**Stored items:**
━━━━━━
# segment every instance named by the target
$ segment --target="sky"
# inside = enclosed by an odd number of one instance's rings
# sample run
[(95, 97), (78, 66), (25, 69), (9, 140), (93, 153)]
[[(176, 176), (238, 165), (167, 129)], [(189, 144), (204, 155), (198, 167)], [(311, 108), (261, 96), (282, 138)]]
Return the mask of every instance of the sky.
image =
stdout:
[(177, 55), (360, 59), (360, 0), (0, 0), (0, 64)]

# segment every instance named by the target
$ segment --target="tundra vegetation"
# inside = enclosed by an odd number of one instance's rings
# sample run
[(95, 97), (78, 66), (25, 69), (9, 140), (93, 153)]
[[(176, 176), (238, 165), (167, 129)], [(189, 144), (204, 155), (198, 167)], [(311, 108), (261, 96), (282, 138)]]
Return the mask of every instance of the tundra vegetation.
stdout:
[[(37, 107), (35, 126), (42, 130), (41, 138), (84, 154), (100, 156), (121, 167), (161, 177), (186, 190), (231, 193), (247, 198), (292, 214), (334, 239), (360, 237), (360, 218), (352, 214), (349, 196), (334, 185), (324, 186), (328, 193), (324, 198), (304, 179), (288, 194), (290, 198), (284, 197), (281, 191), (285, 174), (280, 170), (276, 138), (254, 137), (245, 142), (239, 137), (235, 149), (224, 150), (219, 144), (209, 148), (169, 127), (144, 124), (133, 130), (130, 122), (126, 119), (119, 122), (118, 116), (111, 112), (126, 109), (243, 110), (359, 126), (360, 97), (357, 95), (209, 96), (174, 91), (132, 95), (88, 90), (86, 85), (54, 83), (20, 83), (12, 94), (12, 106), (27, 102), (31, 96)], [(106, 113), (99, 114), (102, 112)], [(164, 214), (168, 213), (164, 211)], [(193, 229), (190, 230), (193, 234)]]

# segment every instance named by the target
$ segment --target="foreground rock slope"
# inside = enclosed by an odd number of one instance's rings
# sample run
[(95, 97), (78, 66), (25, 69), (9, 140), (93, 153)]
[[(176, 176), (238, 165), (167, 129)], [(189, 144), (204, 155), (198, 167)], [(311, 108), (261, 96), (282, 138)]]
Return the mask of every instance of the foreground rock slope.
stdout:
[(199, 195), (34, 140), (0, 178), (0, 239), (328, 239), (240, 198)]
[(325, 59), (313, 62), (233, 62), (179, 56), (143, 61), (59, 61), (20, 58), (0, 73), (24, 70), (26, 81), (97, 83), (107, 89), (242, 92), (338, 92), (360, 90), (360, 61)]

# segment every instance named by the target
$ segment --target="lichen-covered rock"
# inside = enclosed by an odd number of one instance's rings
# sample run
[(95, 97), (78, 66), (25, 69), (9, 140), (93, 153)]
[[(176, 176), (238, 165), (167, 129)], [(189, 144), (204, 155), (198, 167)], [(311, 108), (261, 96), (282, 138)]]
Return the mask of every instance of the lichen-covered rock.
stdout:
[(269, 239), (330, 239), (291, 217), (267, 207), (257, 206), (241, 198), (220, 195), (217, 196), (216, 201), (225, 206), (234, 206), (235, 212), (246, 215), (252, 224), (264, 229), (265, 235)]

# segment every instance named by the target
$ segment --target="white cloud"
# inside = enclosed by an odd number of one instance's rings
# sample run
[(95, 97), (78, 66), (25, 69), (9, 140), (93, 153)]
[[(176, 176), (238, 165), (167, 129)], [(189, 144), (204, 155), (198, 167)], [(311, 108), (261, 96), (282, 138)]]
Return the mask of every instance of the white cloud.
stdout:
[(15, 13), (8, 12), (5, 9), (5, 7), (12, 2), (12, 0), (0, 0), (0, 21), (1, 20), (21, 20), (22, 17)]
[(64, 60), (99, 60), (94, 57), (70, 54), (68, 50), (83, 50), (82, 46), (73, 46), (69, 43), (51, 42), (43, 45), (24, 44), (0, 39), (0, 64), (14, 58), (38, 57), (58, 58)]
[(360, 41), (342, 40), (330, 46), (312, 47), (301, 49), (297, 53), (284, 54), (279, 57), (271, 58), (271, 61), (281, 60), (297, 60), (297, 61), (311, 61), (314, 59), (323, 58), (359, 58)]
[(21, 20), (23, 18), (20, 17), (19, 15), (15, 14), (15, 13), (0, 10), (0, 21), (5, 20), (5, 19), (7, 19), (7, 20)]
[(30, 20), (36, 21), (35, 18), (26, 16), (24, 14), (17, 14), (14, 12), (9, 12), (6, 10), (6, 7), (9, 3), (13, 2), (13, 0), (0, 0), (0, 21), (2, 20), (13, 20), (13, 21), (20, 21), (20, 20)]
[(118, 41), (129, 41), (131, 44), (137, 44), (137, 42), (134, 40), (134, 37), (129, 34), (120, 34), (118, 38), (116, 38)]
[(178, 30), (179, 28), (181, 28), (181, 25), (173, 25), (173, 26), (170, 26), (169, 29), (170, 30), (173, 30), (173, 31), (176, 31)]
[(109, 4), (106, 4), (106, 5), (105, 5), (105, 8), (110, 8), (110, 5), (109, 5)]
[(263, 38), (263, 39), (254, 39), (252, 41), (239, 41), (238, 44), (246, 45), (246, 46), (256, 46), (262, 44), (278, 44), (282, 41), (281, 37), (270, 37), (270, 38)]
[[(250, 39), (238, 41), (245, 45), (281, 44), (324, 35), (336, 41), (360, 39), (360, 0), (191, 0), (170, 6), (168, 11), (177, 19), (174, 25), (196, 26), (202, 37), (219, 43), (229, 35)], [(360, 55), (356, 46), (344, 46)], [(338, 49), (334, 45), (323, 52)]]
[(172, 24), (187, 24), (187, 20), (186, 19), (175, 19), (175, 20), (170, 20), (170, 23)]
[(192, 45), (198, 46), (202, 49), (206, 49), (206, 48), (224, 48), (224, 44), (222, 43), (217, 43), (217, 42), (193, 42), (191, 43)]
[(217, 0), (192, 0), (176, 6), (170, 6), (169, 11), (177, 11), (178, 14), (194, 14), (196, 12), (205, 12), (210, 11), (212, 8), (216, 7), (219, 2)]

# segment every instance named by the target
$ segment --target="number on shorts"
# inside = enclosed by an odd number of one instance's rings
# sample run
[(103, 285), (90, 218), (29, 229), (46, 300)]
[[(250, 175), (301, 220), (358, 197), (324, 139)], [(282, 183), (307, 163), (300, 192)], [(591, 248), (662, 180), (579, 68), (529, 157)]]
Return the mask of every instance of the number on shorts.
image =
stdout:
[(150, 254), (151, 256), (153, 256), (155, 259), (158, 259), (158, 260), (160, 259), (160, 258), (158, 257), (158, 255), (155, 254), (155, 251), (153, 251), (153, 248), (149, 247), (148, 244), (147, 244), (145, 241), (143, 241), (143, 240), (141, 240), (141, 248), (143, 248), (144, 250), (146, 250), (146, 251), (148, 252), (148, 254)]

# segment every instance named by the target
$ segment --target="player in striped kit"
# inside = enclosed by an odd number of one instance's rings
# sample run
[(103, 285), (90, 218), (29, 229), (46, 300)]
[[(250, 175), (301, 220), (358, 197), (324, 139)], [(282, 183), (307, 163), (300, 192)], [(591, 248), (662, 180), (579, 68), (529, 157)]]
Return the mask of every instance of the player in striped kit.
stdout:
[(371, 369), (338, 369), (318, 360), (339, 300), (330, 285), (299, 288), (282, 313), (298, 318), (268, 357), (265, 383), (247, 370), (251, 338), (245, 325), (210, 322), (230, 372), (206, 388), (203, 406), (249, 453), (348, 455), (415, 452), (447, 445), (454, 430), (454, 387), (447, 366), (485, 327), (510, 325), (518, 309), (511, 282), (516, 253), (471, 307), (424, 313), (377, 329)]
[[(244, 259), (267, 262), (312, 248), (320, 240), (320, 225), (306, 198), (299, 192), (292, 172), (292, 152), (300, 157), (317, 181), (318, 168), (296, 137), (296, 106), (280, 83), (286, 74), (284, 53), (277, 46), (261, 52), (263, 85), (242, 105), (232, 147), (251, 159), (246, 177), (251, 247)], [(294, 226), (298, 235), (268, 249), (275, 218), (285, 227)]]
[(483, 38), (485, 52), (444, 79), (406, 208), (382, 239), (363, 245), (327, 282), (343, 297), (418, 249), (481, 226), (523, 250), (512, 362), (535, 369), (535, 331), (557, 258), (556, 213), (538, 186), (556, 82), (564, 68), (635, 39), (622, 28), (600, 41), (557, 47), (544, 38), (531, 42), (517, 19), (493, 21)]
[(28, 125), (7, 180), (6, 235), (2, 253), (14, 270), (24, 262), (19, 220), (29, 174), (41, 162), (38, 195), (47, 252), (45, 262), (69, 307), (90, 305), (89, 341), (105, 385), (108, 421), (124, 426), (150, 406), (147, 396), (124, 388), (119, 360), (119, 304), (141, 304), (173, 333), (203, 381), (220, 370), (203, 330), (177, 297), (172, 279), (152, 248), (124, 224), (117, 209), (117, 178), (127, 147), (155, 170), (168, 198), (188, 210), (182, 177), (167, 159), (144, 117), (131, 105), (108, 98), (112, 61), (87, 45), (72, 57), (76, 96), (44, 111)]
━━━━━━
**Work to complete:** Which of the lines above include the string "slope"? Pick them out and copy them.

**Result below:**
$ segment --target="foreground rock slope"
Return the mask of every instance of the foreground rock slope.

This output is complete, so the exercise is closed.